#### [About this task]
Print the records below exactly as they appear.

"""

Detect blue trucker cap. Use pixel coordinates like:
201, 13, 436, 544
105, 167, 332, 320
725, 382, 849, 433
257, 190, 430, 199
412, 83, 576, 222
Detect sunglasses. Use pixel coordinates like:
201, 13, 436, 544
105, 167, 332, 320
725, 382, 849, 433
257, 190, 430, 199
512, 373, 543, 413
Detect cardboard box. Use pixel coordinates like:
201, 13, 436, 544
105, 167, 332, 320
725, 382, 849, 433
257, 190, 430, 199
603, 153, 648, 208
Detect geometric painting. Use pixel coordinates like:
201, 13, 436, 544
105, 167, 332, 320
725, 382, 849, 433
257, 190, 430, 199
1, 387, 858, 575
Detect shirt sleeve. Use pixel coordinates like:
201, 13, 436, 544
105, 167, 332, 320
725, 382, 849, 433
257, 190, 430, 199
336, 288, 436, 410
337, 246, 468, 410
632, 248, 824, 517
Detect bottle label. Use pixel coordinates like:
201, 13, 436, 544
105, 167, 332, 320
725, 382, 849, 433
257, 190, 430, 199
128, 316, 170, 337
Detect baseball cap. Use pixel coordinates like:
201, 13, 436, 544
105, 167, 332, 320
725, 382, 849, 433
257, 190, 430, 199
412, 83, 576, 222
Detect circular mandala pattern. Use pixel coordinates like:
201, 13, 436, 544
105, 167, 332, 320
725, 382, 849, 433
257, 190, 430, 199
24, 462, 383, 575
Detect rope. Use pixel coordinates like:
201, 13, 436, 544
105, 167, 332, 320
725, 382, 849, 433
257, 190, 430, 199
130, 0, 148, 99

"""

#### [Exercise response]
Detect blue trucker cap. Use pixel coordinates like:
201, 13, 436, 544
105, 167, 332, 320
725, 382, 849, 433
257, 190, 430, 199
412, 83, 576, 222
Detect sunglasses. Use pixel coordinates like:
201, 13, 436, 544
105, 167, 332, 320
725, 382, 849, 433
257, 190, 430, 199
512, 373, 543, 413
Detect cardboard box. Use pixel coordinates like:
201, 13, 436, 544
105, 167, 332, 320
725, 382, 849, 433
257, 190, 430, 199
603, 153, 648, 208
Detect geometric painting. Use pixel coordinates like:
201, 13, 436, 544
105, 167, 332, 320
725, 382, 849, 433
257, 190, 430, 199
1, 387, 858, 575
Detect shirt sleeve. Use pixel coordinates like:
201, 13, 436, 544
105, 167, 332, 320
725, 382, 849, 433
257, 190, 430, 199
336, 288, 436, 410
337, 246, 468, 410
632, 248, 824, 517
Detect bottle label. Use pixel coordinates like:
201, 13, 436, 544
105, 167, 332, 320
725, 382, 849, 433
257, 190, 430, 199
128, 316, 170, 337
Detect baseball cap. Use pixel coordinates like:
201, 13, 436, 544
105, 167, 332, 320
725, 382, 849, 433
257, 190, 430, 199
412, 83, 576, 222
Detect circular mandala pattern. Use pixel coordinates like:
201, 13, 436, 544
105, 167, 332, 320
725, 382, 849, 433
257, 190, 430, 199
24, 462, 383, 575
Detect rope. Use pixel coordinates like:
201, 13, 436, 544
105, 167, 332, 320
725, 382, 849, 433
257, 190, 430, 199
130, 0, 148, 99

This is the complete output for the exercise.